* **Fragmento**
# Donde conseguir Planchas de metacrilato



## yojoseliyo (Jun 15, 2008)

Hola a todos. He visto en varios proyectos que son armados en cajas hechas con placas de metacrilato, y a mi me gustaría montar algunos proyectos, pero no se donde puedo encontrarlas. He mirado en internet, pero lo que encuentro de modo mayorista. Si alguien las ha utilizado le agradecería que me dijera donde las consiguió. Gracias y saludos


----------



## zopilote (Jun 15, 2008)

En tu ciudad debes conocer algun lugar donde hagan llaveros,recuerdos de fiestas , letreros. Esa gente conoce donde comprar esas placas y te pueden orientar.


----------



## DJ DRACO (Jun 15, 2008)

el metacrilato es un polimero utilizado para realizar carteles y esas cositas, debido a su alta resistencia a la intemperie y a los golpes. tanto asi q comunmente se le llama alto impacto o plexiglass.

como dijo zopi, no es dificil conseguir este tipo de materiales, pero hay q saber trabajarlos.


----------



## Fogonazo (Jun 15, 2008)

yojoseliyo dijo:
			
		

> Hola a todos. He visto en varios proyectos que son armados en cajas hechas con placas de metacrilato, y a mi me gustaría montar algunos proyectos, pero no se donde puedo encontrarlas. He mirado en internet, pero lo que encuentro de modo mayorista. Si alguien las ha utilizado le agradecería que me dijera donde las consiguió. Gracias y saludos




Metacrilato = Acrilico

Ayudaria saber en que parte de la galaxia vives


----------



## DJ DRACO (Jun 16, 2008)

Claro fogonazo, el piensa realizar chasis de metacrilato.
solo he vistos chasis asi para controles remotos, pero por lo general se usa un plastico duro como podria ser policarbonato o polipropileno.

no se donde vive por ende no puedo responder exactamente donde conseguira metacrilato.
pero conseguir se consigue.


----------



## yojoseliyo (Jun 17, 2008)

Gracias a todos por las aclaraciones, solo quería saber si es facil de encontrar y si es así ya me las apaño yo. Pero al mencionar varios materiales me lleva a la duda de qué material se suele utilizar, por si estoy en un error; he dicho metacrilato porque es el que más conozco.  Agradecería que me orientarais sobre qué materiales usais vosotros para hacer las cajas-chasis, y si podeis poner alguna foto me sería de gran ayuda.   Mucha gracias 
Un saludo


----------



## Fogonazo (Jun 17, 2008)

Mira esto, tal vez te de alguna idea

https://www.forosdeelectronica.com/f36/mejorar-presentacion-nuestros-equipos-12298/


----------



## zopilote (Jun 19, 2008)

Mira yo tambien estoy interesado en los gabinetes de acrílico, en donde puedes mirar tu amplificador, claro con luces de leds para hacerlo mas sicodélico.

Algo como esto, !No es lindo¡, y soñar no hace daño.


etolipoz
----------


----------



## yojoseliyo (Jun 20, 2008)

Claro eso seria perfecto, pero parece algo duro y dificl de trabajar, la idea seria un plástico como el del dibujo, que no sé de qué tipo es.  Sería de gran ayuda que los que hayan hecho algunos prototipos y ensambaldo en cajas, digan qué materiales han usado. Saludos[/img]


----------

* **Información mostrada**

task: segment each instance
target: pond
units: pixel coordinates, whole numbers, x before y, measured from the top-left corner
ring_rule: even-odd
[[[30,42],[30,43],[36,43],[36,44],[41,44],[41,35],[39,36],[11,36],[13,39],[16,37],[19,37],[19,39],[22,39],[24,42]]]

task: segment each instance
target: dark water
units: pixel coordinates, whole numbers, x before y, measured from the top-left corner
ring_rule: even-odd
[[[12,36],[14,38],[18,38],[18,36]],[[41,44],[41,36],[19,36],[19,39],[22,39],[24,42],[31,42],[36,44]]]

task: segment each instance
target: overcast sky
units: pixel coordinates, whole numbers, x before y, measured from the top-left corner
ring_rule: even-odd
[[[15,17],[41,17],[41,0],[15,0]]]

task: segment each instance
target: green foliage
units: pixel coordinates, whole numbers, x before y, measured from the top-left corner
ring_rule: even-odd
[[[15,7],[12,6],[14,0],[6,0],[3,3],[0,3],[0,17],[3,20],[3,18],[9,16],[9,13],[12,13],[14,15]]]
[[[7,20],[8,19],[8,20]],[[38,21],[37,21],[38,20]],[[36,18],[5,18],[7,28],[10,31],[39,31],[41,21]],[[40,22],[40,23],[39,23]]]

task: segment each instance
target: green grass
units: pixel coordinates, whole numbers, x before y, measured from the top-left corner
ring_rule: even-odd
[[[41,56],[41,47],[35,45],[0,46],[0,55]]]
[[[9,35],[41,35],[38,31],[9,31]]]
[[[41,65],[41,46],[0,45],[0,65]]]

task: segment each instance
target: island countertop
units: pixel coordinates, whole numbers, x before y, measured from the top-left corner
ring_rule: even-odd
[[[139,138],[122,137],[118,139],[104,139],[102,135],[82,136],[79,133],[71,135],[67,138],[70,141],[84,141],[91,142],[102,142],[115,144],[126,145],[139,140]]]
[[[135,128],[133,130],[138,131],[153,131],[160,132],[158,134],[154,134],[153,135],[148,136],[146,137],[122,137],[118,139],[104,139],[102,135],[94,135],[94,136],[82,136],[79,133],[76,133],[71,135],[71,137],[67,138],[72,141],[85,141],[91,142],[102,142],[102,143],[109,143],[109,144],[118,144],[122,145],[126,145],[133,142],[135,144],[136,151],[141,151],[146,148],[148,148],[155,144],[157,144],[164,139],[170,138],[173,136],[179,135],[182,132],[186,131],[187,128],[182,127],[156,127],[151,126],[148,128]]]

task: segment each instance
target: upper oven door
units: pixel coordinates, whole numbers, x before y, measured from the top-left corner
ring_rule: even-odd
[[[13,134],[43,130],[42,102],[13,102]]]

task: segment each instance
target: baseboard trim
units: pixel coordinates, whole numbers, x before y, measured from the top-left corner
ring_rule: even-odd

* **Por hacer**
1. Contesta estas preguntas sobre el hilo del foro:
(a) Según DJ DRACO, ¿cómo se le suele llamar al metacrilato?
(b) ¿A qué material equivale el metacrilato según Fogonazo?
(c) ¿Qué plásticos duros menciona DJ DRACO como los que se usan por lo general?
2. Transcribe al pie de la letra la parte del hilo del foro que empieza con "Claro fogonazo, el" y sigue hasta "conseguir se consigue.".
Para responder, básate solo en el hilo del foro y deja de lado los ítems.

* **Respuestas del ejercicio**
1.
(a) Alto impacto o plexiglass.
(b) Al acrílico.
(c) Policarbonato o polipropileno.

2.
Claro fogonazo, el piensa realizar chasis de metacrilato.
solo he vistos chasis asi para controles remotos, pero por lo general se usa un plastico duro como podria ser policarbonato o polipropileno.

no se donde vive por ende no puedo responder exactamente donde conseguira metacrilato.
pero conseguir se consigue.